Work to complete —
Copy out every one of the rows below, word for word and in the same order.

'''

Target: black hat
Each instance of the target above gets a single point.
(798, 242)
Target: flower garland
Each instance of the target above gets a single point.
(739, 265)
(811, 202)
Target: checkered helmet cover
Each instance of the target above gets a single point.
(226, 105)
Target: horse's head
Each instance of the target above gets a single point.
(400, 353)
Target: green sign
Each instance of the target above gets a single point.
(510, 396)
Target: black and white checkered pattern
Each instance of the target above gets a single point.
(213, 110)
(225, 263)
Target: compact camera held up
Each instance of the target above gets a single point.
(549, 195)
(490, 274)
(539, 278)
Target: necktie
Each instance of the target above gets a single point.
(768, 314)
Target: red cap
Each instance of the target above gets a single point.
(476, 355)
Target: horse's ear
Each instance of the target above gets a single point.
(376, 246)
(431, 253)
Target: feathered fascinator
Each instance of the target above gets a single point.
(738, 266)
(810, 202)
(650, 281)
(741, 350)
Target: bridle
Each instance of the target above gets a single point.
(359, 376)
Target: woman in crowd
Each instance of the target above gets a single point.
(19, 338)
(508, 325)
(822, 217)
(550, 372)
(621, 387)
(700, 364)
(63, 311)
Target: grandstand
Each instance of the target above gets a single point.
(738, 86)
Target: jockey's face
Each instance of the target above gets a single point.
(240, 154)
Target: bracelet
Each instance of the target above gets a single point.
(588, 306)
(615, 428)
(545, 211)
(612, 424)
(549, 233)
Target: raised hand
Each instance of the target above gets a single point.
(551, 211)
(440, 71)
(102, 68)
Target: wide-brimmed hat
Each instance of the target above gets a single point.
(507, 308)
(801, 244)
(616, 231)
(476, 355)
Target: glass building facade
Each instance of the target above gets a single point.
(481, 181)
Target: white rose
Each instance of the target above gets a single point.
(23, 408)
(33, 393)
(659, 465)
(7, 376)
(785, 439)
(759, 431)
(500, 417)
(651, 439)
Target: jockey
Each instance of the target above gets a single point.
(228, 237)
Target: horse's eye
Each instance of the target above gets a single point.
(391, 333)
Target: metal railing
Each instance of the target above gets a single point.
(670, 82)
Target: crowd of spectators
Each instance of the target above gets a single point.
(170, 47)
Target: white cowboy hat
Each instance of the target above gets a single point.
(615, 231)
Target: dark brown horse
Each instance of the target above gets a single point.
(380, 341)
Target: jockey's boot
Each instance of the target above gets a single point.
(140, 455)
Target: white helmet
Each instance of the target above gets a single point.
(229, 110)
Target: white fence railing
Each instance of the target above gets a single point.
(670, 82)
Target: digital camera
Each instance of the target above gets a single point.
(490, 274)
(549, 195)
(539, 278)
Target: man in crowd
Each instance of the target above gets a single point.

'''

Solution for this exercise —
Target: black hat
Each instance of the target above gets a single point.
(798, 242)
Target: flower garland
Each instance of the target above gets a single point.
(739, 265)
(811, 202)
Target: checkered helmet cover
Each instance of the target above gets a single point.
(226, 105)
Target: horse's head
Each instance of the target above gets a single point.
(400, 353)
Target: green sign
Each instance of the target above gets a single point.
(510, 396)
Target: black and white checkered pattern
Each instance of the target above gets a single point.
(213, 110)
(225, 263)
Target: compact camera held up
Each instance of the target above gets a single point.
(549, 195)
(490, 274)
(539, 278)
Target: necktie
Each instance of the target above gets a single point.
(768, 314)
Target: red cap
Each instance of the target above gets a single point.
(476, 355)
Target: horse's ear
Each instance of the target above gets a single point.
(376, 246)
(431, 253)
Target: feathered fascinator
Each instance of the target above gets a single point.
(738, 266)
(810, 202)
(650, 281)
(741, 350)
Target: bridle
Each instance of the target above gets a single point.
(359, 376)
Target: woman in crowd
Each instance of the target above gets a single point.
(19, 338)
(508, 325)
(822, 217)
(550, 372)
(621, 387)
(700, 364)
(63, 311)
Target: grandstand
Each instance of the target above gets a single point.
(738, 86)
Target: jockey's face
Each instance of the target above gets a single point.
(240, 154)
Target: bracelet
Each instance of the target above gets a single point.
(588, 306)
(615, 428)
(545, 211)
(612, 424)
(549, 233)
Target: raised hand
Each instance of the target above gets a single point.
(551, 211)
(440, 71)
(102, 68)
Target: wide-brimmed hat
Each instance of the target above gets a single point.
(507, 308)
(801, 244)
(616, 231)
(476, 355)
Target: glass building facade
Each instance of the target above gets a single point.
(481, 181)
Target: white rose
Each instance of the target above gets a single point.
(23, 408)
(33, 393)
(659, 465)
(7, 376)
(785, 439)
(759, 431)
(500, 417)
(651, 439)
Target: jockey
Each instance of the target above gets a single point.
(228, 237)
Target: horse's eye
Each instance of the target above gets a single point.
(391, 333)
Target: metal railing
Each instance of the target above gets a single point.
(670, 82)
Target: crowd of spectators
Each instance of the target above gets a single point.
(170, 47)
Target: white cowboy hat
Each instance of the target above gets a single point.
(615, 231)
Target: dark brown horse
Each instance of the target above gets a single point.
(380, 341)
Target: jockey's boot
Each instance of the target above gets a single point.
(140, 455)
Target: white helmet
Each instance of the target above gets a single point.
(229, 110)
Target: white fence railing
Each instance of the target above gets a single point.
(670, 82)
Target: digital camera
Each instance of the target above gets a single point.
(490, 274)
(549, 195)
(539, 278)
Target: man in crowd
Each instance of the target above gets a single point.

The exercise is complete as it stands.